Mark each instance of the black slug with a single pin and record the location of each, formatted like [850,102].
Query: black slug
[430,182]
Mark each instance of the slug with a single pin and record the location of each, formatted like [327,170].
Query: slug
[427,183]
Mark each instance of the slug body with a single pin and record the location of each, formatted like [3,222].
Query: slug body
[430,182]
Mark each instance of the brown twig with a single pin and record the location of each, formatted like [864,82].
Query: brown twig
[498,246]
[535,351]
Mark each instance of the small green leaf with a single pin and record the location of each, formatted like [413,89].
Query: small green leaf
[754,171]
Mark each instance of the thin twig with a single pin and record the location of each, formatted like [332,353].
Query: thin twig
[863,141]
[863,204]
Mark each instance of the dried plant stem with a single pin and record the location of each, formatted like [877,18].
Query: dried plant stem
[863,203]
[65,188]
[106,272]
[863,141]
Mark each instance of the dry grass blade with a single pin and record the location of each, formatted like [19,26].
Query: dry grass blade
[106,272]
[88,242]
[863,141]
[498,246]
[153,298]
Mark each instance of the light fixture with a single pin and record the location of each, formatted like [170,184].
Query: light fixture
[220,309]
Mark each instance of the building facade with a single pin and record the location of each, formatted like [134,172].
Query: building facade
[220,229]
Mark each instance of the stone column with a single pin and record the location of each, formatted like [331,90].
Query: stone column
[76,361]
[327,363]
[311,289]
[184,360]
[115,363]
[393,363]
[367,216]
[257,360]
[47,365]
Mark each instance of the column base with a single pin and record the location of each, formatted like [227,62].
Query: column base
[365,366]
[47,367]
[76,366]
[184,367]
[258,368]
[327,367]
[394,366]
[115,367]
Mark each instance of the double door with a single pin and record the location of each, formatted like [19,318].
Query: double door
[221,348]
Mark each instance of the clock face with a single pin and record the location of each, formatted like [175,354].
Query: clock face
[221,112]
====
Exercise details:
Quote each line above in full, word for word.

Exercise output:
Mark each instance of the black slug with a single pin and record the location of each, formatted like [850,102].
Query: black slug
[430,182]
Mark each instance of the slug with a single pin and record the location of each, formatted like [327,170].
Query: slug
[427,183]
Mark each instance of the slug body with a single pin and record the location of each, formatted like [3,222].
Query: slug body
[430,182]
Mark each instance of the brown twig with a single pin and record the location of each, formatted like [864,82].
Query: brown twig
[498,246]
[535,351]
Mark each instance of the small green leaf with a single pin and record the location of each, formatted like [413,89].
Query: small green leaf
[754,171]
Mark each instance of the thin twig with a single pin and record the location of each, formatted like [332,353].
Query: thin twig
[863,141]
[863,204]
Mark each instance of the dried plant stem with a single pin and record the location of each, formatted like [877,18].
Query: dried plant stem
[863,203]
[65,188]
[106,272]
[863,141]
Mark each instance of the dry grass blade with a single pin and record the location of each, formatted like [19,26].
Query: dry grass blade
[106,272]
[88,242]
[863,141]
[498,246]
[153,298]
Mark each instance of the light fixture with a single pin and record the location of each, formatted like [170,184].
Query: light fixture
[220,309]
Mark each instance of the building facade with a single pin and record the location of each, formatted like [134,172].
Query: building facade
[220,229]
Mark each instance of the stone column with a single pin and record the location of each, formatted like [331,90].
Query: stone column
[76,361]
[327,363]
[311,289]
[184,360]
[115,363]
[393,363]
[367,216]
[257,360]
[47,365]
Mark each instance of the column base with a single pin and record the location of each, formatted like [227,62].
Query: column base
[365,366]
[47,367]
[76,366]
[184,367]
[258,368]
[327,367]
[394,366]
[115,367]
Mark each instance of the double door with a single pin and record the location of each, formatted like [19,318].
Query: double door
[221,348]
Mark each instance of the clock face with a single pin and record the location of each, formatted like [175,354].
Query: clock face
[221,112]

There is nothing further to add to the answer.